### Extrait du document
Et on s’étonne que ces offres ne suscitent pas l’enthousiasme ?!! C’est pourtant sur le nombre de réponses par offre que le site fonde son « baromètre » sur l’attractivité des métiers… A titre de comparaison, les annonces pour « conducteur de train », quand j’y suis allé, étaient au nombre de 3 : toutes offrent un CDI, deux proposent une formation de neuf mois (rémunérée) avec recrutement niveau bac, pour 26 000 € annuels environ. On comprend mieux le succès de ces annonces, comparativement aux précédentes (et au passage on se dit que, trois annonces pour « conducteur de train », ça donne une idée de la légèreté du corpus d’étude)…

Bref, le nombre de candidatures va beaucoup dépendre de la qualité de l’annonce, pas nécessairement de l’attractivité du métier.

Qui donc peut chercher un boulot d’« enseignant » sur jobintree ?
######
- **Consignes de travail**:
(a) Les affirmations (i), (ii) et (iii) concordent-elles avec l'extrait sur les offres d'emploi ? Répondez à chacune par oui ou par non, en citant textuellement les mots de l'extrait qui tranchent. (i) Trois annonces pour « conducteur de train » ont été trouvées. (ii) Toutes ces annonces proposent une formation de neuf mois. (iii) Selon le texte, le nombre de candidatures dépend surtout de l'attractivité du métier.
(b) Reprenez l'extrait sur les offres d'emploi à la suite de sa dernière phrase, « Qui donc peut chercher un boulot d’« enseignant » sur jobintree ? », et prolongez-le de quelques phrases dans le même ton.
La liste qui suit n'a aucun lien avec l'extrait sur les offres d'emploi.
### Entrées répertoriées
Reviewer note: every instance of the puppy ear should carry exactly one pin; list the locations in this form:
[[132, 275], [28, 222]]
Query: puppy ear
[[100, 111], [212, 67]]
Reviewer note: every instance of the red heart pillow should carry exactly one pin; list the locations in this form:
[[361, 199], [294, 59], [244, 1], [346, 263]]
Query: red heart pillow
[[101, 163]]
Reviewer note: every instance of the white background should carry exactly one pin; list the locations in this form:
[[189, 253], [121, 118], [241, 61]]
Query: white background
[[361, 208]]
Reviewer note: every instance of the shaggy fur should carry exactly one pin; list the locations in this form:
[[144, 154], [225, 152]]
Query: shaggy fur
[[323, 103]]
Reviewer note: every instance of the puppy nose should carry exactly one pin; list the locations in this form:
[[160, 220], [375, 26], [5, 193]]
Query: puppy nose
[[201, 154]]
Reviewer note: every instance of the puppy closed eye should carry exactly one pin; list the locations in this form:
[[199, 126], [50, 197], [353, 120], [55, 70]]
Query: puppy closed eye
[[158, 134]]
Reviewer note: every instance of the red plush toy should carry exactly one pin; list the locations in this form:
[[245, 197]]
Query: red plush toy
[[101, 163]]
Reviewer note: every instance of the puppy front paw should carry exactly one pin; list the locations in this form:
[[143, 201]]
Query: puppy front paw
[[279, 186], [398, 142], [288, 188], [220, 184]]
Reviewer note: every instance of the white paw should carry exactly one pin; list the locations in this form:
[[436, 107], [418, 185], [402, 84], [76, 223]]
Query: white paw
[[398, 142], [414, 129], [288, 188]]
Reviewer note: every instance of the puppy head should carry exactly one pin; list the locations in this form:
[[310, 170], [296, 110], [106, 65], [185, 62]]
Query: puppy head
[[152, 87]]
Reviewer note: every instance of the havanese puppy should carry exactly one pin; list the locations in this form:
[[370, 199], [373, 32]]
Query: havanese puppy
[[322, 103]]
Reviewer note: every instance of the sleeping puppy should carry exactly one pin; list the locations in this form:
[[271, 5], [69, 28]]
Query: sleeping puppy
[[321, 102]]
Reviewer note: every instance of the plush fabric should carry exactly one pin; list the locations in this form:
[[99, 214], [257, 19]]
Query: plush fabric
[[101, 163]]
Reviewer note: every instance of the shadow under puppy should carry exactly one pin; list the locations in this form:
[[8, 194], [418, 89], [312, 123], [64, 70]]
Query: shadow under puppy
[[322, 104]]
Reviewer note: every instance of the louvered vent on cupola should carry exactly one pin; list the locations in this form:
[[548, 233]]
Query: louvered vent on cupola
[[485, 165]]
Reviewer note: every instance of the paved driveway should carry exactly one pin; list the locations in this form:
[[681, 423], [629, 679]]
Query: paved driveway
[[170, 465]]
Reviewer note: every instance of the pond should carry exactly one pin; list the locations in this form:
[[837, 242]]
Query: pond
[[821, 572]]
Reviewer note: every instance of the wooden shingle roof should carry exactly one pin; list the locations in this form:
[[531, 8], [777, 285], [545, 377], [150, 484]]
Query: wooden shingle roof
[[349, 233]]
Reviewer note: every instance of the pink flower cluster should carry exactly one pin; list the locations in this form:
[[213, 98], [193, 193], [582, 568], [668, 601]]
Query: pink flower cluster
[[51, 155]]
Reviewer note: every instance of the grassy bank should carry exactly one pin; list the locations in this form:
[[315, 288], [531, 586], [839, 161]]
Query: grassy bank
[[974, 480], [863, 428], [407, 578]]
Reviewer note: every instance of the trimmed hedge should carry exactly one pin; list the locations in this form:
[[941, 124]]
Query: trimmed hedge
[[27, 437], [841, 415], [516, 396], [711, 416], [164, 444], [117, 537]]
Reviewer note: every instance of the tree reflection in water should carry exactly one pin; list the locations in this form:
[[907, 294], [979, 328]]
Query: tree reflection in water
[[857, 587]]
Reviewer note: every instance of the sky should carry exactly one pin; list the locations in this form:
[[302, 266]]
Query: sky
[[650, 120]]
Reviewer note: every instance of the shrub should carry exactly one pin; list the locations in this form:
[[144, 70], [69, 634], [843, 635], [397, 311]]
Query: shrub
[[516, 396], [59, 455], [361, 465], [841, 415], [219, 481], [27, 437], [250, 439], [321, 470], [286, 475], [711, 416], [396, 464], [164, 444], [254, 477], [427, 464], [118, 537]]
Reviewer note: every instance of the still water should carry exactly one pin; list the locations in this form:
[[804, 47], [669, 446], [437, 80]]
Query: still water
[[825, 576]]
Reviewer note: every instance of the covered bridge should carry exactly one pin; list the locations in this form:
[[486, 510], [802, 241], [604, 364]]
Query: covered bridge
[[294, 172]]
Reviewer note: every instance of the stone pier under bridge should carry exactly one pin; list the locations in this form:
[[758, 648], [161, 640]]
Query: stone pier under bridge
######
- **Corrigé**:
(a)
(i) Oui : « les annonces pour « conducteur de train », quand j’y suis allé, étaient au nombre de 3 ».
(ii) Non : « deux proposent une formation de neuf mois (rémunérée) ».
(iii) Non : « le nombre de candidatures va beaucoup dépendre de la qualité de l’annonce, pas nécessairement de l’attractivité du métier ».

(b)
Ben oui, toute personne qui veut enseigner sait très bien qu’on devient enseignant essentiellement sur concours !... L’écrasante majorité des postes de professeur sont pourvus par cette voie de recrutement, et il ne viendra pas à l’idée d’un futur prof de chercher un boulot sur un site d’annonces professionnelles (sur les sites de collectivités, peut-être). Les candidats potentiels à un poste d’enseignant ne font pas partie de la cible de Jobintree, il ne faut donc pas s’étonner au final de ne pas les retrouver comme candidats (surtout vu les offres !). Sans doute peut-on penser que les candidats ayant échoué aux concours de recrutement de prof, CRPE, CAPES, Agreg, etc, mais ayant envie d’exercer comme enseignant, peuvent se retrouver sur ce genre de site, au-delà, je ne vois pas.

On aimerait bien connaître, d’ailleurs, les principaux profils des utilisateurs de Jobintree : niveau d’étude, âge, formation, domaine recherché, etc. Je mise mon premier stylo rouge qu’on sera assez loin de l’enseignement.

Mauvaise étude, vrai sujet

Ce qui ressort de cette petite incursion sur le site Jobintree (et je suis près à manger l’omelette à base d’œufs en poudre de la cantine la prochaine fois qu’elle sera servie si je leur fais de la publicité), c’est que l’étude ne permet en aucun cas de juger de l’attractivité d’un métier. Tout au plus permet-elle de jauger l’attractivité d’un certain type d’annonces auprès d’un certain type de profils de chercheurs d’emploi.

Si certains médias ont été abusés par cette étude/coup de pub, c’est de leur faute, parce qu’ils n’interrogent pas les données dans le détail et se contentent de synthèses données par les cellules com’ des boîtes (à la fin de l’étude figure les coordonnées de la RP de Jobintree).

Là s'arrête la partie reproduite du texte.